12) Création de l’Institut National de l’Audit et du Contrôle Interne (INACI) pour l’ensemble du corps des contrôleurs du secteur public et du privé. Cette structure de formation sera administrée par le BVG et comprendra au sein de son comité de gestion d’autres partenaires comme la Société Civile et l’OCPLF.
13) Renforcer les moyens de la Société Civile (syndicats, associations, leaders religieux et traditionnels, les aînés…) dans le cadre de campagnes de sensibilisation pour le changement des mentalités afin de ne pas considérer le fruit de la corruption comme du « pain béni », mais comme une atteinte grave au bien-être de la toute la communauté nationale.
14) Instaurer des promotions et des distinctions pour les personnes (physiques ou morales) qui se seraient distinguées dans la lutte contre la corruption et/ou de la promotion de la bonne gouvernance.
15) Mettre en place un Système d’Alerte de la Corruption (SAC). C’est un dispositif national qui sera encadré par une loi spécifique intégrant transparence, efficacité et protection. Sa gestion sera assurée par l’OCPLF. L’alerte doit être perçue comme un geste citoyen et patriotique, très loin des règlements de compte personnels ou politiques. Ces éventuels dérapages seront aussi encadrés.
Conclusion
À l’évidence, la corruption continue de gangréner la société malienne. Elle est le mal n°1 du pays. À tel point, paradigme majeur de nos relations avec la communauté des bailleurs de fonds, certains donateurs veulent instituer un lien direct, « SMSiser » s’il vous plait, avec les bénéficiaires de leur aide. La population malienne crie, légitimement, au scandale et au retour à la servitude. Notre honneur et notre fierté sont écorchés.

[Données]
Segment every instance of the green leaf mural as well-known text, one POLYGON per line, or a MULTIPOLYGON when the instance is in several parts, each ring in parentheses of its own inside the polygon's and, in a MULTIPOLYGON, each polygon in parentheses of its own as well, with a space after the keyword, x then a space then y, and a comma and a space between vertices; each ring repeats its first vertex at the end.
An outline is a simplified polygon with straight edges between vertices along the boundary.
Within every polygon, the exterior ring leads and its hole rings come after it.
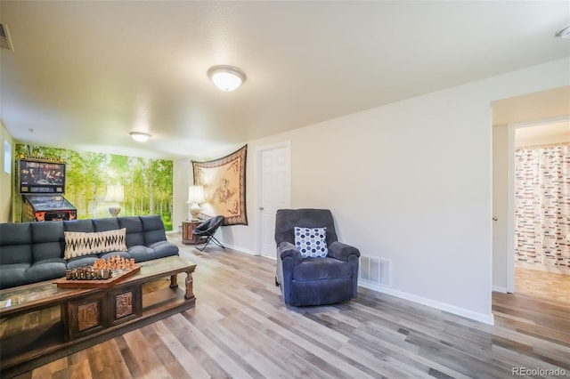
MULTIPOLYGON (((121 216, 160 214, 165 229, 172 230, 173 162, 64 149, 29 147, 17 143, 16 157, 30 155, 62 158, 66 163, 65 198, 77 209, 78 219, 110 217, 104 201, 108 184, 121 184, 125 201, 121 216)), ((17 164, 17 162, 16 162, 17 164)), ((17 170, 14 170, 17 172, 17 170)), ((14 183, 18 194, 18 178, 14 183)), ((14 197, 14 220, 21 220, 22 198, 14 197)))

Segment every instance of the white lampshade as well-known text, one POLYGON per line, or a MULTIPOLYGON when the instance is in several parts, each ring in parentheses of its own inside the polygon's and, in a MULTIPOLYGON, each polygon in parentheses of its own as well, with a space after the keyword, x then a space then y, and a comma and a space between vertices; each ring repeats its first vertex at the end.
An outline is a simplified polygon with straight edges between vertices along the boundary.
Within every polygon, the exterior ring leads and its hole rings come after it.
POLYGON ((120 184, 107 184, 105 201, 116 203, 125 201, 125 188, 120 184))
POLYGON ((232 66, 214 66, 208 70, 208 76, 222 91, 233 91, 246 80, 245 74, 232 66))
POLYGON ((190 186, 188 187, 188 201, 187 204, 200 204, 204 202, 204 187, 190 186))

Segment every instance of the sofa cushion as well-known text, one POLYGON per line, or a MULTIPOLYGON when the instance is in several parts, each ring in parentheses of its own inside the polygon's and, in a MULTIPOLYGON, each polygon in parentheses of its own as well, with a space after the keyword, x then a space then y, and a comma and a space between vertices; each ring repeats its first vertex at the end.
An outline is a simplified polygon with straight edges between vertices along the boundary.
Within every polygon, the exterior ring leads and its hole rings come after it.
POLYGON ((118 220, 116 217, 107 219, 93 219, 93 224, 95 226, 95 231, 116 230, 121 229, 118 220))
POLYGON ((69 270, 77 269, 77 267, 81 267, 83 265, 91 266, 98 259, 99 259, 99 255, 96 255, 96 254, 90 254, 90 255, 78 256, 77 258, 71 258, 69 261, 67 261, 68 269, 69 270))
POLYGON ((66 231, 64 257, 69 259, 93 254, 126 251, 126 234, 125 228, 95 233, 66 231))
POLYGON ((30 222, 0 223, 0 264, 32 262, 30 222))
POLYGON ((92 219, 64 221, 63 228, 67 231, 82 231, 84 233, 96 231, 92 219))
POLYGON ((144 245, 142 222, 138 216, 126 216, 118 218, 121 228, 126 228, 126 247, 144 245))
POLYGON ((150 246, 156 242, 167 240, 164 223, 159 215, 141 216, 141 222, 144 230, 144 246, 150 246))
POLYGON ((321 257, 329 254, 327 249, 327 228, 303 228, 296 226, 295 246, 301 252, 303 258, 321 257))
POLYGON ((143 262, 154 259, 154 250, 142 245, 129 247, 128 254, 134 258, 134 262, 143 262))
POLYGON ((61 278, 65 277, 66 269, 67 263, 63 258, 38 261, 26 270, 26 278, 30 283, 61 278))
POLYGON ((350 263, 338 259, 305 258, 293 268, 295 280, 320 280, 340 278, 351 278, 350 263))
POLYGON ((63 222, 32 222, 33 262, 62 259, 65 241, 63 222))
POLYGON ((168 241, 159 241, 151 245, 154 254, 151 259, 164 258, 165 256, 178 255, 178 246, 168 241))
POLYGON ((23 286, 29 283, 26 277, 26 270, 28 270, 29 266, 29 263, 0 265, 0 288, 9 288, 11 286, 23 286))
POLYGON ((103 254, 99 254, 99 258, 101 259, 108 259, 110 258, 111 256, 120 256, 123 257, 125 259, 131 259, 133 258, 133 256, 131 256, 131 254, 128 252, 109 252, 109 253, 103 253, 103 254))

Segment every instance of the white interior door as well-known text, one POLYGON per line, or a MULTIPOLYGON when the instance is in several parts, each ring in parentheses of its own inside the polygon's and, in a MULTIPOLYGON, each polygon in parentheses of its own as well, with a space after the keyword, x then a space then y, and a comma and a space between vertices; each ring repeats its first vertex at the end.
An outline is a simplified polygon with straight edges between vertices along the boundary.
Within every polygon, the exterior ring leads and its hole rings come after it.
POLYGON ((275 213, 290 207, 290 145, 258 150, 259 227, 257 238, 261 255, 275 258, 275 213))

* * *

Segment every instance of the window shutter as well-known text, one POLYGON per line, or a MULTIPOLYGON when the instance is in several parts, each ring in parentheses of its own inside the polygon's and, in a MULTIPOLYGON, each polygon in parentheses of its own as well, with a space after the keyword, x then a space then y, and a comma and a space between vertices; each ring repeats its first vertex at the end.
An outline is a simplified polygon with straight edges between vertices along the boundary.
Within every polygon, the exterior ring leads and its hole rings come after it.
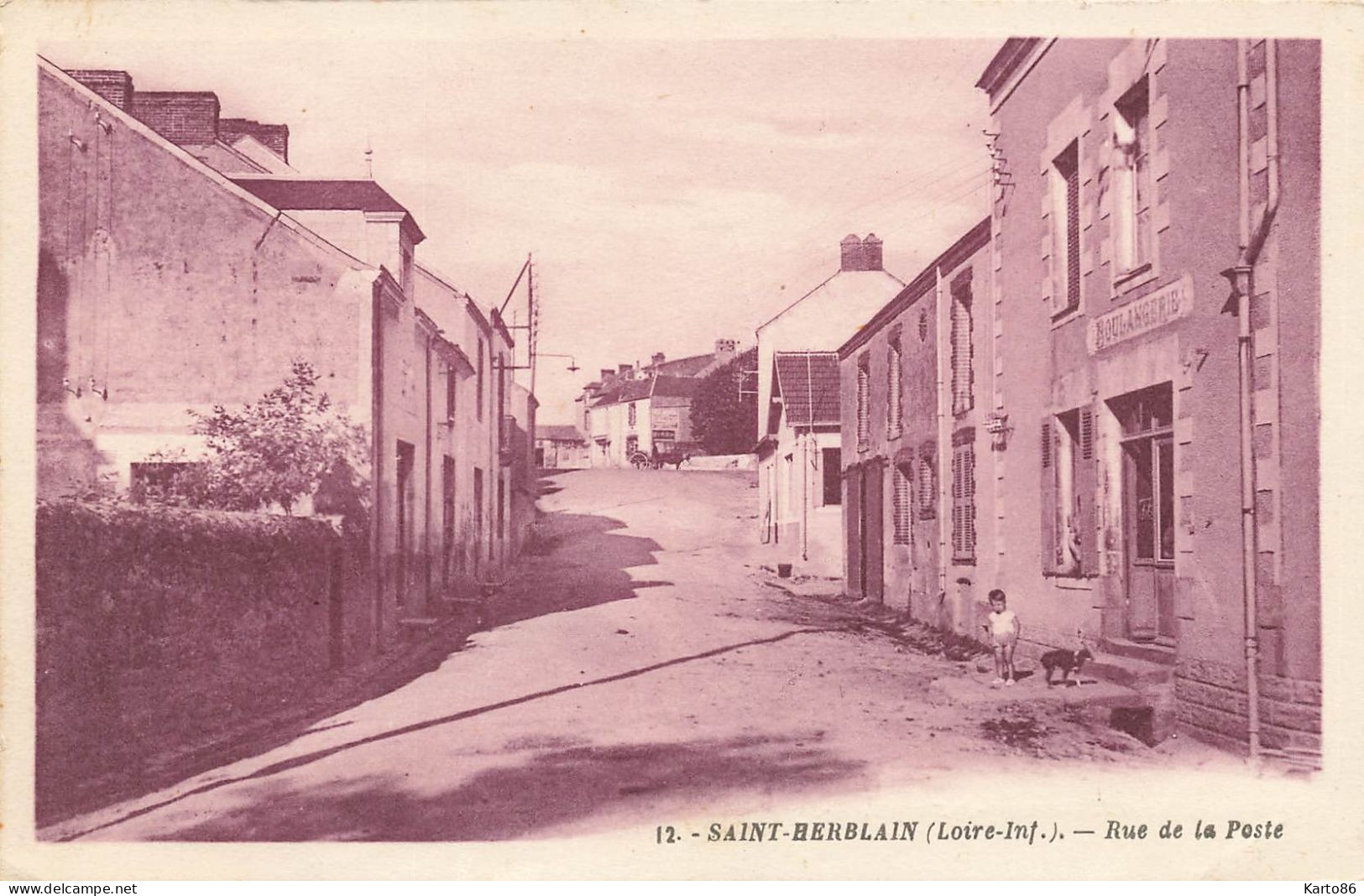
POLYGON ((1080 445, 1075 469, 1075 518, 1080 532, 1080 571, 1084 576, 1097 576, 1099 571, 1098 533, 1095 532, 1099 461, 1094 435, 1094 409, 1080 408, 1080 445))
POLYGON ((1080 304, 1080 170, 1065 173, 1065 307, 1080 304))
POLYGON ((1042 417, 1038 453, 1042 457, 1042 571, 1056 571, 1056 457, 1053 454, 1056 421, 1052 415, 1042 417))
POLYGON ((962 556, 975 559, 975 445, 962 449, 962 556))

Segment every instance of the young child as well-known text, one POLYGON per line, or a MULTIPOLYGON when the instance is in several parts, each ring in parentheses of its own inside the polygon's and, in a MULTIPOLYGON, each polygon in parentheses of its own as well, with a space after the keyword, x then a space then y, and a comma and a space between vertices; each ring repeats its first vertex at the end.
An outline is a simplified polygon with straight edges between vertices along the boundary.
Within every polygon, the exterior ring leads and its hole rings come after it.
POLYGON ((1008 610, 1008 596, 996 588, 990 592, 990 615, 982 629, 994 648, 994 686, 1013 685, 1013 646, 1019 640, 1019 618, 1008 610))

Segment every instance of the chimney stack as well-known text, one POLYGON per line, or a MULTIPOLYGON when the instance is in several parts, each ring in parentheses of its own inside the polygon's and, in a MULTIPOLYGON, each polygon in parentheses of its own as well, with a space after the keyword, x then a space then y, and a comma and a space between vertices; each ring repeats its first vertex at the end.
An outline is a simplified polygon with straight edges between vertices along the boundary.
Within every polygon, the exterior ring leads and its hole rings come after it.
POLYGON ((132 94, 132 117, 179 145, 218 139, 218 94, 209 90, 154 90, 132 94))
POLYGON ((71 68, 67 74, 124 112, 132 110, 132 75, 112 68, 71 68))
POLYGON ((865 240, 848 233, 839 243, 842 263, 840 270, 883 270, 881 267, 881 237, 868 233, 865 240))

* * *

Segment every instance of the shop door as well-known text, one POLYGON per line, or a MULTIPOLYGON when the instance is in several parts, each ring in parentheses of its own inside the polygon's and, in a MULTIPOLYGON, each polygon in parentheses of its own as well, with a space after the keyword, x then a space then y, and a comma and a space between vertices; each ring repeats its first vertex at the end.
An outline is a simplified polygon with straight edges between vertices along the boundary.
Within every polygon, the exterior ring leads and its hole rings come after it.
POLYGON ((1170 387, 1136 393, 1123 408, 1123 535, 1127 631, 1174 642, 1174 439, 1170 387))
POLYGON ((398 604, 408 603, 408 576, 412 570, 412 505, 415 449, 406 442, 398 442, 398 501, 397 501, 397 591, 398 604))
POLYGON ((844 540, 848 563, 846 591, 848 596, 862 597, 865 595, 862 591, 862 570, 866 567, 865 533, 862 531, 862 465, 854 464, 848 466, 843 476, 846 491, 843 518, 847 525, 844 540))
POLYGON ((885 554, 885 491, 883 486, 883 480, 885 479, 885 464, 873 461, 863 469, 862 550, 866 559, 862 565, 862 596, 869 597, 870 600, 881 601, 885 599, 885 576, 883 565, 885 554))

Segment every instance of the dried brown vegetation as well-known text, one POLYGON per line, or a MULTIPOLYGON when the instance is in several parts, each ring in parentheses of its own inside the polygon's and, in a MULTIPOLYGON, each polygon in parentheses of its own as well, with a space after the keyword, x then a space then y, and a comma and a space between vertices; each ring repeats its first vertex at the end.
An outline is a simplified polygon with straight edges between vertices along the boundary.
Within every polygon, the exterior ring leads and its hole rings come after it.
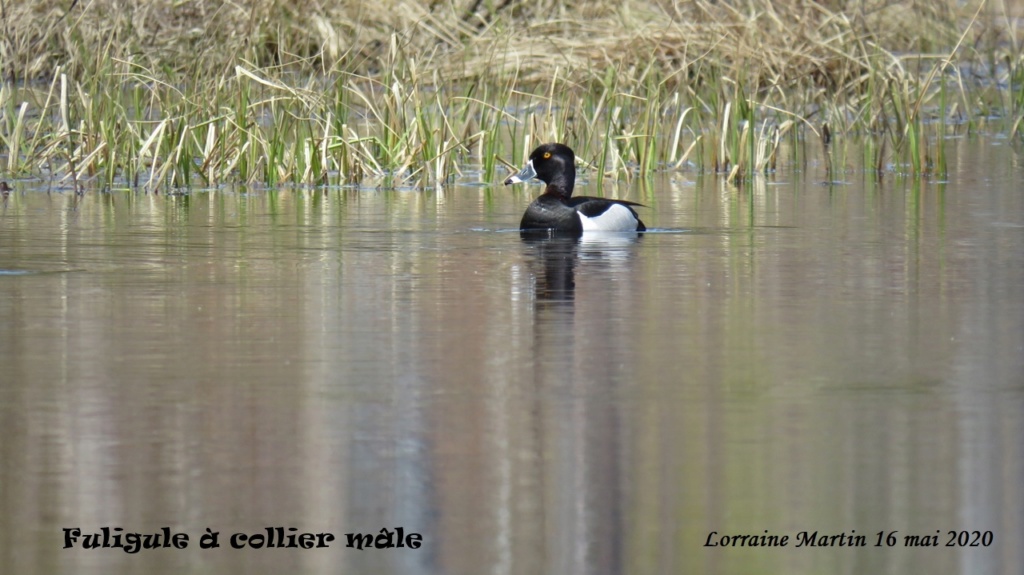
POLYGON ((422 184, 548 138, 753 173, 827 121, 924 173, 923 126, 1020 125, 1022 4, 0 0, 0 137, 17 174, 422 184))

* Objectif
Recopiez intégralement, sans la moindre modification, le texte consacré à la lutte contre la corruption. Appuyez-vous uniquement sur le texte consacré à la lutte contre la corruption.

* Réponse attendue
12) Création de l’Institut National de l’Audit et du Contrôle Interne (INACI) pour l’ensemble du corps des contrôleurs du secteur public et du privé. Cette structure de formation sera administrée par le BVG et comprendra au sein de son comité de gestion d’autres partenaires comme la Société Civile et l’OCPLF.
13) Renforcer les moyens de la Société Civile (syndicats, associations, leaders religieux et traditionnels, les aînés…) dans le cadre de campagnes de sensibilisation pour le changement des mentalités afin de ne pas considérer le fruit de la corruption comme du « pain béni », mais comme une atteinte grave au bien-être de la toute la communauté nationale.
14) Instaurer des promotions et des distinctions pour les personnes (physiques ou morales) qui se seraient distinguées dans la lutte contre la corruption et/ou de la promotion de la bonne gouvernance.
15) Mettre en place un Système d’Alerte de la Corruption (SAC). C’est un dispositif national qui sera encadré par une loi spécifique intégrant transparence, efficacité et protection. Sa gestion sera assurée par l’OCPLF. L’alerte doit être perçue comme un geste citoyen et patriotique, très loin des règlements de compte personnels ou politiques. Ces éventuels dérapages seront aussi encadrés.
Conclusion
À l’évidence, la corruption continue de gangréner la société malienne. Elle est le mal n°1 du pays. À tel point, paradigme majeur de nos relations avec la communauté des bailleurs de fonds, certains donateurs veulent instituer un lien direct, « SMSiser » s’il vous plait, avec les bénéficiaires de leur aide. La population malienne crie, légitimement, au scandale et au retour à la servitude. Notre honneur et notre fierté sont écorchés.